(Exercise):
Return, word for word, only the lines from the one containing "Query: seated man wearing hat at table" through the last line of the entries.

(Data rows):

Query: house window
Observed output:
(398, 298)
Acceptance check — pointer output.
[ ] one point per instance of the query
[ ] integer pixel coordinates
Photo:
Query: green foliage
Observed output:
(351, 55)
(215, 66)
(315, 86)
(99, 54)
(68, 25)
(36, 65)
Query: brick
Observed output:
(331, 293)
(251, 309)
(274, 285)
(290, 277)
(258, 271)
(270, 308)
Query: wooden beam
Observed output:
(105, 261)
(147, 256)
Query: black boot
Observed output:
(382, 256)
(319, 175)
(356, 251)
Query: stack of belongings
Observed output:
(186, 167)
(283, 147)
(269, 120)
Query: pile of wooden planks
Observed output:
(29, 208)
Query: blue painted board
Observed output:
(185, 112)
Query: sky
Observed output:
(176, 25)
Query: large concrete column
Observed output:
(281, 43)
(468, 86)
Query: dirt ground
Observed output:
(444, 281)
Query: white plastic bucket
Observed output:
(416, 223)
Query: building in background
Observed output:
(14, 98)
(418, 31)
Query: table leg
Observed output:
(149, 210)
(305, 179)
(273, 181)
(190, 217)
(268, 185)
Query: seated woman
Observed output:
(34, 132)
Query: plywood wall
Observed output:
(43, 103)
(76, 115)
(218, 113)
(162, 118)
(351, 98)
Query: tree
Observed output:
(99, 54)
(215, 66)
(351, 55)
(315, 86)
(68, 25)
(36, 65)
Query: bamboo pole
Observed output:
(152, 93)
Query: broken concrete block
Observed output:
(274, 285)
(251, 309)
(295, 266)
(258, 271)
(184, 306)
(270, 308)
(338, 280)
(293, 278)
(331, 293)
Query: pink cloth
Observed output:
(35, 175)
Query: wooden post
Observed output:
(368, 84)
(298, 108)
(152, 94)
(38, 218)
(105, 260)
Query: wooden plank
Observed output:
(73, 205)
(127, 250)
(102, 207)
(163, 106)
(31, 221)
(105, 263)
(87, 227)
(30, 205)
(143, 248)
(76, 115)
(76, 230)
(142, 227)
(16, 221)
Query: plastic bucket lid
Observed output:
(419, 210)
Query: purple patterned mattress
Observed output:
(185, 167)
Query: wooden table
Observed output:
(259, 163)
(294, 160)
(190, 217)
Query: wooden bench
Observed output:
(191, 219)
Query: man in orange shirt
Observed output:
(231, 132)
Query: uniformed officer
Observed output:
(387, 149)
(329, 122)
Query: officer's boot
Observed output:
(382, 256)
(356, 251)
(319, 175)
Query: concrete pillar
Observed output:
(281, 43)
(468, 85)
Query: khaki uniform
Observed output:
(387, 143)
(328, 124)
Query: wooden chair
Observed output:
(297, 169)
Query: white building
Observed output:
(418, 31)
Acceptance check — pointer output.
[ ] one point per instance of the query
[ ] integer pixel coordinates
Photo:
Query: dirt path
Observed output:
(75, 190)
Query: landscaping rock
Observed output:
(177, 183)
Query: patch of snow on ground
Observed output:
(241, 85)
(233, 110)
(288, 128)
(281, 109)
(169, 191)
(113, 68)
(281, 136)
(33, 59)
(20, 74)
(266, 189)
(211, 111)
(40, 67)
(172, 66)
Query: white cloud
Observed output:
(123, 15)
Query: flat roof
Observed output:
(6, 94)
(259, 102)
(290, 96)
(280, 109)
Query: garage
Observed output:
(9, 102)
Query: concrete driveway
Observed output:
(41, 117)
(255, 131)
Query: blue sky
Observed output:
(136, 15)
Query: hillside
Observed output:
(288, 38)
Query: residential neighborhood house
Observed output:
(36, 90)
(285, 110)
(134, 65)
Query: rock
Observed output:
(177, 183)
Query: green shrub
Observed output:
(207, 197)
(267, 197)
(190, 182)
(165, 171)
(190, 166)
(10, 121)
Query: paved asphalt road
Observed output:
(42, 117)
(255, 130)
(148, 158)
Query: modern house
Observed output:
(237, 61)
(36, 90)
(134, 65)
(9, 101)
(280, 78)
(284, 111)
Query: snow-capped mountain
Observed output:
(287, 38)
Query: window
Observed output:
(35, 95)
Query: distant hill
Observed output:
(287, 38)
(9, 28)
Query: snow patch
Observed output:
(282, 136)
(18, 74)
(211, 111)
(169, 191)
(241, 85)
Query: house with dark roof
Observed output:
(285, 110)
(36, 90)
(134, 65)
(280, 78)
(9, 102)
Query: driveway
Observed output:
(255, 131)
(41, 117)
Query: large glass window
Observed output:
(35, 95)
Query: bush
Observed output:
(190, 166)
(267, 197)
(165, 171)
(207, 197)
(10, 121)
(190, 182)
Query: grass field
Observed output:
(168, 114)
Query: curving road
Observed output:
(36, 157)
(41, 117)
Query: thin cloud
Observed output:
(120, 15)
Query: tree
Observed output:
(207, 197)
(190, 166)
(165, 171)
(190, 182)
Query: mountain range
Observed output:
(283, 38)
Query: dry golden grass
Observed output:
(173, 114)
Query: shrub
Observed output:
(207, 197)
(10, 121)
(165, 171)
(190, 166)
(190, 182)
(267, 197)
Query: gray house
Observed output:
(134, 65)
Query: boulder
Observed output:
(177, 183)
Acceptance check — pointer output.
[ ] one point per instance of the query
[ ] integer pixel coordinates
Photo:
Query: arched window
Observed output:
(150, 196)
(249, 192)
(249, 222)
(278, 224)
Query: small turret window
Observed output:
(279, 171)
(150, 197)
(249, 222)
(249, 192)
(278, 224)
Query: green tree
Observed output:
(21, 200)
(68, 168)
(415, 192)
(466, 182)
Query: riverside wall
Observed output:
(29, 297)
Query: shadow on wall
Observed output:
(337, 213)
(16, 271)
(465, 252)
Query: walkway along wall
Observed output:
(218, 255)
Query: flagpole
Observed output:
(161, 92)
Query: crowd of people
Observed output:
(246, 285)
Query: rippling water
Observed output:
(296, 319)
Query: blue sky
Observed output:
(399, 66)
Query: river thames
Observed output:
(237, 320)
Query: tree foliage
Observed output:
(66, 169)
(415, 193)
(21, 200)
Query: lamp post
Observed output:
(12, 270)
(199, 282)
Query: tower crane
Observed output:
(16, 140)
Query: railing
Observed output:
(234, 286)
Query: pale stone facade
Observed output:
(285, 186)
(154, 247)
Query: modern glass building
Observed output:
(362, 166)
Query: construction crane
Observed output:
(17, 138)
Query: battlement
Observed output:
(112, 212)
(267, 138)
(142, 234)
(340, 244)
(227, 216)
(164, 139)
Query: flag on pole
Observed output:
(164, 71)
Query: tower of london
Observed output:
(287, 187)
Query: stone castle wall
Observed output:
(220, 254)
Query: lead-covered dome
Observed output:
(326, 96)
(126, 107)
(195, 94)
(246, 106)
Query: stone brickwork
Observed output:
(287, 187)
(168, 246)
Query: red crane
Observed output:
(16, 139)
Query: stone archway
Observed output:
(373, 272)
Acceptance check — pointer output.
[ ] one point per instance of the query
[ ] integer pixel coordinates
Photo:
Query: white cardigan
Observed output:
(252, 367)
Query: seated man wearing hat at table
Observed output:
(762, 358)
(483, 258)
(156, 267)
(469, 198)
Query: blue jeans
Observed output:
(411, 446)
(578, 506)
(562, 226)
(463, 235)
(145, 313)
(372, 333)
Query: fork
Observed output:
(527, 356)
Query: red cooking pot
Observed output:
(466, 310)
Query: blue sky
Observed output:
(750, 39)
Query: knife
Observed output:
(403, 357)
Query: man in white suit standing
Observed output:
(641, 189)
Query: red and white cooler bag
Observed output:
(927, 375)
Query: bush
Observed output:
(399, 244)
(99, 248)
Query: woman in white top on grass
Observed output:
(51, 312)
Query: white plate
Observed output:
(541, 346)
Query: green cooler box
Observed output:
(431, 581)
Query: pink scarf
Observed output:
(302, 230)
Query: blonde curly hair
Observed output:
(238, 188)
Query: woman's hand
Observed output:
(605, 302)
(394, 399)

(Answer below):
Query: seated man wearing hat at table
Observed output:
(762, 358)
(483, 258)
(156, 267)
(469, 198)
Query: blue jeans
Observed output:
(411, 446)
(578, 506)
(562, 226)
(463, 235)
(145, 313)
(372, 333)
Query: fork
Observed output:
(527, 356)
Query: red cooking pot
Observed output:
(466, 310)
Query: blue sky
Observed output:
(750, 39)
Query: knife
Observed output:
(403, 357)
Query: man in white suit standing
Observed output:
(641, 189)
Query: red and white cooler bag
Observed output:
(927, 375)
Query: bush
Observed output:
(399, 244)
(99, 248)
Query: woman in white top on grass
Observed output:
(51, 312)
Query: white plate
Observed output:
(541, 346)
Query: green cooler box
Observed output:
(431, 581)
Query: pink scarf
Observed output:
(302, 230)
Query: blonde curly hair
Observed output:
(238, 188)
Query: woman's hand
Observed output:
(605, 302)
(394, 399)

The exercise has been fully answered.